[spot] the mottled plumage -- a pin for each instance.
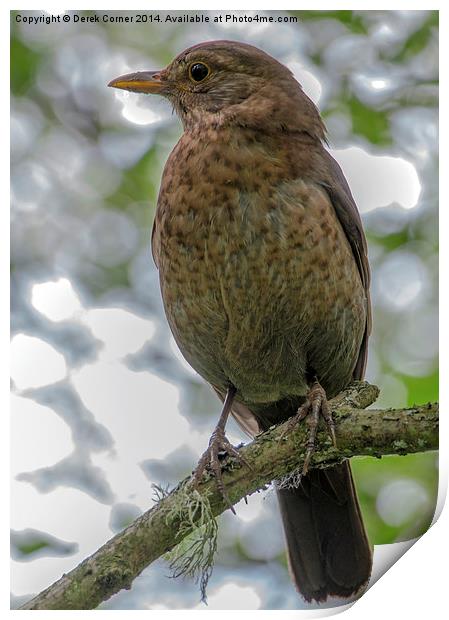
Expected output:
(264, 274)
--
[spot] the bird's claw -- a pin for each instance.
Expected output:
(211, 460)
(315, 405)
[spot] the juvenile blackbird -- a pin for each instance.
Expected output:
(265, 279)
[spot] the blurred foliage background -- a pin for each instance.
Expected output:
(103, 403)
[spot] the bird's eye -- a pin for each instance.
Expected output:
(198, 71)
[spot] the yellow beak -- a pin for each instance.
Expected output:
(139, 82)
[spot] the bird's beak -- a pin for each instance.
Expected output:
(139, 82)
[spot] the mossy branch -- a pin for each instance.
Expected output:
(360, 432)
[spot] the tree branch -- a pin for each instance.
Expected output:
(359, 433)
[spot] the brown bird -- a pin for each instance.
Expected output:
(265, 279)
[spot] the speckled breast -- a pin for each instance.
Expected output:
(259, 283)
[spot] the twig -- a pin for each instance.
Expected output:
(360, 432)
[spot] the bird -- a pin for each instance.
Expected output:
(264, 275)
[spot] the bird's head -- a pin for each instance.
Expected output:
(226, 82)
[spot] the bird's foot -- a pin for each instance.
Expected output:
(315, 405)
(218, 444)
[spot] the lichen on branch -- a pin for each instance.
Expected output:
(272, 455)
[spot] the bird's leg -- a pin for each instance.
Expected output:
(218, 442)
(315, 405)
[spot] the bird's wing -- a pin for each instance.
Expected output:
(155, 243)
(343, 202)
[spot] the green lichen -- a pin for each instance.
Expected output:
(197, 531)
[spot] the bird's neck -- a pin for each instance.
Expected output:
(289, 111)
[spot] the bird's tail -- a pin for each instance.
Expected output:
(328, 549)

**What the task asks:**
List every line in the records above that contains the word "lichen".

**Answer to this problem:**
[spot] the lichen on branch -- a pin for each instance.
[spot] the green lichen -- a pin for each instance.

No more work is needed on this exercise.